▶ **Dataset content**:
<<<<

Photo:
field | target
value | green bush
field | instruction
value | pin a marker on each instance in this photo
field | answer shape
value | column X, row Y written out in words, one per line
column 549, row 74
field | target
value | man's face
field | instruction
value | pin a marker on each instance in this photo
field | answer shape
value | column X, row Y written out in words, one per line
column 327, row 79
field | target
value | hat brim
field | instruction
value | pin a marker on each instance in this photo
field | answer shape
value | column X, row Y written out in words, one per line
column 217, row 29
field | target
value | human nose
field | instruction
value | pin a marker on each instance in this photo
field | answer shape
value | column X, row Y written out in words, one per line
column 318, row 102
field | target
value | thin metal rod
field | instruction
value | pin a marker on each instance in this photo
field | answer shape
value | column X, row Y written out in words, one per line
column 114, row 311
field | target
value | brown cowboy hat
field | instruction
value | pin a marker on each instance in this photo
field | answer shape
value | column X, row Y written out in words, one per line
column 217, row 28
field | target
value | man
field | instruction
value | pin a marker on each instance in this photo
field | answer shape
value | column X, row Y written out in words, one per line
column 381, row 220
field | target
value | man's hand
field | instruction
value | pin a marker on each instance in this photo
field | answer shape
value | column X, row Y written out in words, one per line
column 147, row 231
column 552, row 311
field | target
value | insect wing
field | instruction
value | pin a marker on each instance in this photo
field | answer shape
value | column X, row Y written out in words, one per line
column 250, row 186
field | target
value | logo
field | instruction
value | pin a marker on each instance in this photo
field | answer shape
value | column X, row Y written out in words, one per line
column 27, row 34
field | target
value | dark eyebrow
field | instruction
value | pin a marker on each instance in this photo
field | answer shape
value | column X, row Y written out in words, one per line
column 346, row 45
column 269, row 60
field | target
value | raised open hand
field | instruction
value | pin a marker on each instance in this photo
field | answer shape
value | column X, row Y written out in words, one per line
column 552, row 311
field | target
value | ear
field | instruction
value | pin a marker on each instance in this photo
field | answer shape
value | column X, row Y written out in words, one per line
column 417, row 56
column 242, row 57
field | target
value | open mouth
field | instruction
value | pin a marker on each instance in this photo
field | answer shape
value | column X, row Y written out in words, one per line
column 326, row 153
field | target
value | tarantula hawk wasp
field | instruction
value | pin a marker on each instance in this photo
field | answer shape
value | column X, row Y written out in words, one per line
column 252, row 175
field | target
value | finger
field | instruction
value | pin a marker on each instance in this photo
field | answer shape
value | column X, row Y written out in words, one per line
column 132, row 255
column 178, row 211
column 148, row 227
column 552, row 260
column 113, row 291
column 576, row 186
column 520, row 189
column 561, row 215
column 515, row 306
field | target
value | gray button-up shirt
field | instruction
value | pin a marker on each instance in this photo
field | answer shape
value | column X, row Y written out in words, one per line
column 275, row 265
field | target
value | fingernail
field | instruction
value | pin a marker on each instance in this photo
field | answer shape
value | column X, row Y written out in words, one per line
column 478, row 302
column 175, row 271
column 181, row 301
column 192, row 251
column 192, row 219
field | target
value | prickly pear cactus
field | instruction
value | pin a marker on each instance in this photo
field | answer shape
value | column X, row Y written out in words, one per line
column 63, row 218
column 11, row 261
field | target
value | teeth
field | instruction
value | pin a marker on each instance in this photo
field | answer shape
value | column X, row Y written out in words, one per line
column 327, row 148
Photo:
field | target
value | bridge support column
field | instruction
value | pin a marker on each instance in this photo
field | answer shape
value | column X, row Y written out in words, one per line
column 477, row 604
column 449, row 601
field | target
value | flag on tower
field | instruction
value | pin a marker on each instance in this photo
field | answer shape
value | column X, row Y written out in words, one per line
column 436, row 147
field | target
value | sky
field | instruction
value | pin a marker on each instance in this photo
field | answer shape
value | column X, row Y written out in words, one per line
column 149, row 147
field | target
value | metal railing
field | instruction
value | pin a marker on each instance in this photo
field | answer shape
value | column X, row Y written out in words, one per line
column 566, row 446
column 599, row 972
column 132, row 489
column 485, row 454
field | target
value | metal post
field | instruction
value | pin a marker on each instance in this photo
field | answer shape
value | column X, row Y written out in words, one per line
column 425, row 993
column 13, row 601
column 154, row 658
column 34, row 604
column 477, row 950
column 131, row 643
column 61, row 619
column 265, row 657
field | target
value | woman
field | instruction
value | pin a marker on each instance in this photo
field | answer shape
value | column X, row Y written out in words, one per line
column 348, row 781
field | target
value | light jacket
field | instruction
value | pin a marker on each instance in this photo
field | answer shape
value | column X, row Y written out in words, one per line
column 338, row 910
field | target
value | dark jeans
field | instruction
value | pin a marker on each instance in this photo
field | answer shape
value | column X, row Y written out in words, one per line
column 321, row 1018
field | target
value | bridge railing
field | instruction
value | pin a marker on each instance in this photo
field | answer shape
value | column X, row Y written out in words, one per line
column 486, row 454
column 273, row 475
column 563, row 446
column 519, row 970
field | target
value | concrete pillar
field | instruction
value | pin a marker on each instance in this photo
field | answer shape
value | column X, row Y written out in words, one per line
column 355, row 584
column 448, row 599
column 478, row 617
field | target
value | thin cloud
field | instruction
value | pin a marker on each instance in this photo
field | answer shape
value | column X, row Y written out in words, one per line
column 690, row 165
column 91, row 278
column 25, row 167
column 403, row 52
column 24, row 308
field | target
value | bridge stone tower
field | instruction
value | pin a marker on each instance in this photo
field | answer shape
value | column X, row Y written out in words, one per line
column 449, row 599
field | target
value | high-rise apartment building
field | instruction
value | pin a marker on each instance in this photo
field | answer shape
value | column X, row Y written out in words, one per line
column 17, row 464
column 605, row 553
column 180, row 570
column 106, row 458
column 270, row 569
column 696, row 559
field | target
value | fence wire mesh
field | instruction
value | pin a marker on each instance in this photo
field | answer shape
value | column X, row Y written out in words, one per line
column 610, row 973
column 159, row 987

>>>>

▶ **Work to be completed**: Could you set down every record exactly as given?

▶ **Result for this exercise**:
Photo:
field | target
value | green bush
field | instruction
value | pin a marker on each instance in this photo
field | answer shape
value | column X, row Y written out in words, one per line
column 549, row 74
field | target
value | man's face
field | instruction
value | pin a marker on each instance in this photo
field | answer shape
value | column X, row Y written out in words, one per line
column 327, row 79
field | target
value | hat brim
field | instruction
value | pin a marker on each instance in this photo
field | answer shape
value | column X, row Y written out in words, one per line
column 217, row 29
field | target
value | human nose
field | instruction
value | pin a marker on each instance in this photo
field | answer shape
value | column X, row Y written out in words, one per line
column 318, row 102
field | target
value | thin metal rod
field | instruction
value | pin a marker on each instance in this photo
field | answer shape
value | column X, row Y written out in words, one per line
column 114, row 311
field | target
value | brown cowboy hat
field | instruction
value | pin a marker on each instance in this photo
field | answer shape
value | column X, row Y written out in words, one per line
column 217, row 28
field | target
value | man
field | instruction
value | pin a marker on each instance in this photo
field | answer shape
value | column X, row Y written out in words, one per line
column 381, row 220
field | target
value | man's hand
field | instruction
value | pin a marker on each instance in this photo
field | answer shape
value | column X, row Y written out in words, one per line
column 147, row 231
column 552, row 311
field | target
value | insect wing
field | instruction
value | pin a marker on each instance in this photo
field | answer shape
value | column X, row Y written out in words, one per line
column 250, row 186
field | target
value | logo
field | instruction
value | pin a marker on each instance in this photo
field | answer shape
value | column X, row Y written out in words, one per line
column 27, row 34
field | target
value | dark eyebrow
field | instruction
value | pin a marker on each instance in this photo
field | answer shape
value | column X, row Y written out in words, one per line
column 346, row 45
column 269, row 60
field | target
value | raised open hand
field | instruction
value | pin a marker on each instance in this photo
field | answer shape
value | column X, row Y written out in words, one per line
column 552, row 311
field | target
value | ear
field | instruction
value | pin a marker on each instance in this photo
field | answer shape
value | column X, row Y written out in words, one per line
column 417, row 56
column 242, row 57
field | target
value | open mouth
field | instruction
value | pin a marker on each instance in this photo
field | answer shape
value | column X, row Y written out in words, one per line
column 326, row 153
field | target
value | tarantula hawk wasp
field | instruction
value | pin a marker on each instance in this photo
field | answer shape
value | column X, row Y written out in words, one per line
column 252, row 175
field | target
value | finger
field | instruction
value | pin a marker on each instance in this photo
field | answer shape
value | column X, row Y written out in words, one per line
column 132, row 255
column 178, row 211
column 148, row 227
column 552, row 260
column 113, row 291
column 576, row 186
column 520, row 189
column 561, row 215
column 515, row 306
field | target
value | gray button-up shirt
field | instruction
value | pin a marker on each instance in this photo
field | answer shape
value | column X, row Y written out in words, one per line
column 275, row 265
field | target
value | fingernail
field | instruction
value | pin a marker on each instance in this photo
field | answer shape
value | column X, row Y written out in words, one per line
column 478, row 302
column 175, row 271
column 181, row 301
column 192, row 251
column 192, row 219
field | target
value | prickly pear cactus
field | instruction
value | pin a marker on each instance in this photo
field | answer shape
value | column X, row Y written out in words, one per line
column 63, row 218
column 11, row 261
field | target
value | teeth
field | instruction
value | pin a marker on each instance in this photo
field | answer shape
value | column X, row Y written out in words, one per line
column 327, row 148
Photo:
field | target
value | bridge support column
field | instruction
value | pin a marker on each instance in this photo
field | answer shape
value | column X, row Y written out in words, one per line
column 477, row 604
column 449, row 601
field | target
value | flag on tower
field | instruction
value | pin a marker on each instance in this photo
field | answer shape
value | column X, row Y written out in words, one per line
column 436, row 147
field | target
value | sky
field | instruction
value | pin a marker on each instance in this photo
field | answer shape
value | column X, row Y written out in words, one per line
column 149, row 147
field | target
value | metal railing
field | instruction
value | pin a marker on each instance in this photo
field | answer shape
value | column X, row Y written out in words, one per line
column 566, row 446
column 599, row 972
column 132, row 489
column 485, row 454
field | target
value | metal post
field | instruction
value | pin a marker on each instance in this photo
field | answer shape
value | column X, row Y written out in words, one per line
column 425, row 993
column 13, row 601
column 154, row 658
column 34, row 604
column 477, row 950
column 131, row 643
column 61, row 619
column 265, row 657
field | target
value | woman
field | instruction
value | pin a marker on each instance in this photo
field | answer shape
value | column X, row Y written out in words, one per line
column 348, row 781
field | target
value | light jacket
field | instruction
value | pin a marker on each instance in this photo
field | answer shape
value | column X, row Y written out in words, one per line
column 338, row 910
field | target
value | dark jeans
field | instruction
value | pin a marker on each instance in this photo
field | answer shape
value | column X, row Y written out in words, one per line
column 321, row 1018
field | target
value | bridge railing
field | instruction
value | pin a marker on each instance in this photo
field | answer shape
value | column X, row Y written out in words, one per line
column 486, row 454
column 273, row 475
column 563, row 446
column 519, row 970
field | target
value | concrete pillar
field | instruction
value | pin a marker on each instance in this photo
field | answer shape
value | column X, row Y written out in words, one per line
column 355, row 584
column 448, row 599
column 478, row 617
field | target
value | thin cloud
field | instruction
value | pin a marker on each instance in this photo
field | answer shape
value | column X, row Y written out in words, one per line
column 690, row 165
column 91, row 278
column 25, row 167
column 403, row 52
column 24, row 308
field | target
value | bridge stone tower
field | instruction
value | pin a marker on each instance in this photo
field | answer shape
value | column X, row Y written out in words, one per line
column 449, row 599
field | target
value | high-rise apartment building
field | instruction
value | pin a marker on each instance in this photo
field | answer shape
value | column X, row Y written out in words, one per line
column 17, row 464
column 605, row 553
column 180, row 570
column 106, row 458
column 270, row 569
column 696, row 559
field | target
value | fence wire mesh
field | instruction
value | pin a marker on each instance in this photo
field | answer shape
value | column X, row Y written out in words, one per line
column 610, row 973
column 159, row 987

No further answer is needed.